--- Seçilen Metin ---
---

08 Ocak 2015 00:46

Siyaset kıskacında futbol

Siyaset kıskacında futbol

Fotoğraf: Envato

Paylaş

Baskıcı rejimlerde siyasi iktidarın savurgan harcamalarının “ulusal onur” simgesi olarak halka yedirilmeye çalışılmasının tarih boyunca pek çok örneğini bulmak mümkün. En alttakinin yoksunluğunu dert etmek yerine en üsttekinin zenginliğiyle gururlanan bir söylemin egemen kılınması nihayetinde hegemonyanın devamlılığı açısından son derece işlevsel bir ideolojik araç. Aynı şekilde baskıcı iktidarların toplumsal meşruiyetini sağlamlaştırmak amacıyla kamuoyunda ön plana çıkan sanat, edebiyat, spor çevreleriyle yakın ilişkiler kurması, kendi siyasi savlarını bu çevreler aracılığıyla geniş toplum kesimlerine ulaştırma çabası da bir o kadar aşina. Bu açıdan son aylarda saray tartışmasına beklenmedik şekilde taraf olmayı tercih eden pek çok popüler figür aslında çok alışıldık bir resmin parçası ve bizi şaşırtmamalı.  
Tüm bunlara rağmen, bazı Galatasaray yöneticilerinin takımla birlikte gerçekleştirdiği saray ziyareti ve sonrasında yapılan açıklamaların hazmı zor oldu. Hele ki muhalif Galatasaraylılar için. Albayrak’ın “Herkes seni sever, ama ben bir başka severim” şeklindeki alışıldık üslubunu bir kenara bırakıyorum. 5 milyon insanın açlık sınırının altında yaşadığı bir ülkede milyarlarca liralık kamu kaynağının okula, hastaneye değil saraya yönlendirilmesini eleştirenleri kıskançlıkla suçlamasından bahsediyorum. 140 milyon TL vergi borcu bulunan bir kulüp yöneticisinin kamusal kaynakların kullanım alanına dair tartışmaya taraf olması pişkinliğin dik alası. Böylesi bir açıklamanın vergi affı beklentisiyle yapılan ziyaret sonrasında gerçekleştirilmesi ise ayrı bir ironi. Vergi ayrıcalıkları sebebiyle sıkça eleştirilen futbolcuların ziyaret sonrası sessiz kalması daha utandırıcı manzaraların yaşanmasını bir nebze de olsa engelledi.

---

--- Gösterilen Veriler ---
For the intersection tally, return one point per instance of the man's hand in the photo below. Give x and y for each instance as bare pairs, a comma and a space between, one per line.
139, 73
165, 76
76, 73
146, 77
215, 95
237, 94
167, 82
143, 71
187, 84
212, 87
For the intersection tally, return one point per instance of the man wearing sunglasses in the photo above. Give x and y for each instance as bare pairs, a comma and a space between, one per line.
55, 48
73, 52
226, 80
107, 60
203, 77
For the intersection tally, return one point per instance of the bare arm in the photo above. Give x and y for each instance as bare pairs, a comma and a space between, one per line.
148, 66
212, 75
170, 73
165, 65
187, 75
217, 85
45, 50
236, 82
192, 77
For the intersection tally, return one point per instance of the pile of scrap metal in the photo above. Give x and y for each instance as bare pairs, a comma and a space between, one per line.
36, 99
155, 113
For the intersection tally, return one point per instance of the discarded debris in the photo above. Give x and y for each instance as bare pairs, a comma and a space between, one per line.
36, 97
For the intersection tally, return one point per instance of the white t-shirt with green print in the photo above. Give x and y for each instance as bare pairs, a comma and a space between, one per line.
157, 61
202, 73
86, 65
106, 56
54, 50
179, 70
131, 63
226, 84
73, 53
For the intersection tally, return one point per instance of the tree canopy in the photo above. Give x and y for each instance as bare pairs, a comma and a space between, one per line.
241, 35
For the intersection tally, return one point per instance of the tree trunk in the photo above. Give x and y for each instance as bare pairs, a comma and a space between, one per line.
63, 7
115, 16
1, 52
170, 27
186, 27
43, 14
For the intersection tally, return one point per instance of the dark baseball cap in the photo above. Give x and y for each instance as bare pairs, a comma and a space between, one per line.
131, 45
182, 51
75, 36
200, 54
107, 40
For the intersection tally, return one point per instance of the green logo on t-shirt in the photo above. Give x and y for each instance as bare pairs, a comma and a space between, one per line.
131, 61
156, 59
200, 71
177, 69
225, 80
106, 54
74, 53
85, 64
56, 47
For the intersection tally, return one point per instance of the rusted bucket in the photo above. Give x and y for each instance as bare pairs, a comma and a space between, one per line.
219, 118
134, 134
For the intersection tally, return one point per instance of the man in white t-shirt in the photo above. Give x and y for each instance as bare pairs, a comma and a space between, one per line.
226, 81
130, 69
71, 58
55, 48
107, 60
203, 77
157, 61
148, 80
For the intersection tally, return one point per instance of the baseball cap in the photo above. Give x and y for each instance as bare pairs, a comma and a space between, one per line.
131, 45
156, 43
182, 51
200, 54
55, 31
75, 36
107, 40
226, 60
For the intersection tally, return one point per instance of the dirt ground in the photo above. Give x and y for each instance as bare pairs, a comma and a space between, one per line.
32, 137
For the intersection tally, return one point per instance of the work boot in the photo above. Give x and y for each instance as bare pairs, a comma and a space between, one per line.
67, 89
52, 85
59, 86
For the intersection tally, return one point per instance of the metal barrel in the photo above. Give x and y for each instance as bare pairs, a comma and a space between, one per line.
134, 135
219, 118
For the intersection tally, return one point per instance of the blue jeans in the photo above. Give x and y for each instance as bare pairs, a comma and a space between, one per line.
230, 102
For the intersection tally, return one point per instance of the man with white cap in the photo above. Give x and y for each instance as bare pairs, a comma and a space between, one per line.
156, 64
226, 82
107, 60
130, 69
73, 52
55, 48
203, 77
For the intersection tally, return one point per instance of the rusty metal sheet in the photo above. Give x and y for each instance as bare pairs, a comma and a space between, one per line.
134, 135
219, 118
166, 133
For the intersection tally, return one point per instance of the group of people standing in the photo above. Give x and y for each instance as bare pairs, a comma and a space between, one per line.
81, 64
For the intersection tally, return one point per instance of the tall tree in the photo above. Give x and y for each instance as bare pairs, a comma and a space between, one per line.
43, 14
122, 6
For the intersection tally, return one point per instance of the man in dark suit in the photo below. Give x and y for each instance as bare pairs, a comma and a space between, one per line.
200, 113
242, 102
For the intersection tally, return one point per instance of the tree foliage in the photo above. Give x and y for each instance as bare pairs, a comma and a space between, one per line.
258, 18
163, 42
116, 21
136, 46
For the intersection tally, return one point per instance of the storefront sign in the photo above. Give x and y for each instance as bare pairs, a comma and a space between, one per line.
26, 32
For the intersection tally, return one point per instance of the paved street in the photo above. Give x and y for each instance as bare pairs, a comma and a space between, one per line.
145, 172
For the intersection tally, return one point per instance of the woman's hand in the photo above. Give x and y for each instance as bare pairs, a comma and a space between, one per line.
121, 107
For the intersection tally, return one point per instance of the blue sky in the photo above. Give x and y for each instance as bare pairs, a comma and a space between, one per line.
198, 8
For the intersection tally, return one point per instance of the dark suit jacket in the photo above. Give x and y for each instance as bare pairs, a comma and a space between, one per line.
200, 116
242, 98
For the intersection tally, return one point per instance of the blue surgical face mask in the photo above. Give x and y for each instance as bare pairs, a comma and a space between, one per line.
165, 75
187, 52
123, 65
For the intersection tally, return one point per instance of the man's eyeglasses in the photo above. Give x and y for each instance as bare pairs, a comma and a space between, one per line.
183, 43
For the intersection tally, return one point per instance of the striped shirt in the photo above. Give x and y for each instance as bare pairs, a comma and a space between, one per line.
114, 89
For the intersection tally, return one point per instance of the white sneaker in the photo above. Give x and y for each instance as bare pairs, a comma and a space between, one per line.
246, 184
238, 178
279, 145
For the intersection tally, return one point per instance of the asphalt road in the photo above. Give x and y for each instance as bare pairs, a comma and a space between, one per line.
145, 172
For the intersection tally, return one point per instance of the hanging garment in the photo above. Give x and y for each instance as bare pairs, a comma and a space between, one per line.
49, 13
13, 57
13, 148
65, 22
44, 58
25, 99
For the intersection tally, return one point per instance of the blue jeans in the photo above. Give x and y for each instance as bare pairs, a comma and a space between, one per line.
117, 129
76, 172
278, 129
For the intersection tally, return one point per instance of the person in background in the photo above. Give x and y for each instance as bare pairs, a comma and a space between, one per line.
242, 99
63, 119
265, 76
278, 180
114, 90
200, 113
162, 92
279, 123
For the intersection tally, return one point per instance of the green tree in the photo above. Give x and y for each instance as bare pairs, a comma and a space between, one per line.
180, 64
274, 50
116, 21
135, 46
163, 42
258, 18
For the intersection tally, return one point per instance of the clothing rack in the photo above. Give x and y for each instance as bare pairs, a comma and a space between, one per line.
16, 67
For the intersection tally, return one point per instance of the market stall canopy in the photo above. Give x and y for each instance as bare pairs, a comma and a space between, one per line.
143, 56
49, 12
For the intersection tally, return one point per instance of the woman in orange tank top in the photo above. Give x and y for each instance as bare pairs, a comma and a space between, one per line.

---

--- Görev ve Alıştırmalar ---
1) Siyaset ve futbol metnine göre aşağıdaki soruları cevaplayınız:
(a) Baskıcı iktidarlar toplumsal meşruiyetlerini sağlamlaştırmak için hangi çevrelerle yakın ilişkiler kurmaktadır?
(b) Saray ziyaretini gerçekleştiren yöneticiler hangi kulübe mensuptur?
(c) Ülkede kaç milyon insan açlık sınırının altında yaşamaktadır?
2) Siyaset ve futbol metninde "Fotoğraf: Envato" sözleriyle başlayıp "ve bizi şaşırtmamalı." sözleriyle biten bölümün tamamını aynen tekrarlayınız.
Listeye başvurmanız gerekmemektedir.

--- Sırasıyla Cevaplar ---
1)
(a) Sanat, edebiyat ve spor çevreleriyle.
(b) Galatasaray.
(c) 5 milyon.

2)
Fotoğraf: Envato

Paylaş

Baskıcı rejimlerde siyasi iktidarın savurgan harcamalarının “ulusal onur” simgesi olarak halka yedirilmeye çalışılmasının tarih boyunca pek çok örneğini bulmak mümkün. En alttakinin yoksunluğunu dert etmek yerine en üsttekinin zenginliğiyle gururlanan bir söylemin egemen kılınması nihayetinde hegemonyanın devamlılığı açısından son derece işlevsel bir ideolojik araç. Aynı şekilde baskıcı iktidarların toplumsal meşruiyetini sağlamlaştırmak amacıyla kamuoyunda ön plana çıkan sanat, edebiyat, spor çevreleriyle yakın ilişkiler kurması, kendi siyasi savlarını bu çevreler aracılığıyla geniş toplum kesimlerine ulaştırma çabası da bir o kadar aşina. Bu açıdan son aylarda saray tartışmasına beklenmedik şekilde taraf olmayı tercih eden pek çok popüler figür aslında çok alışıldık bir resmin parçası ve bizi şaşırtmamalı.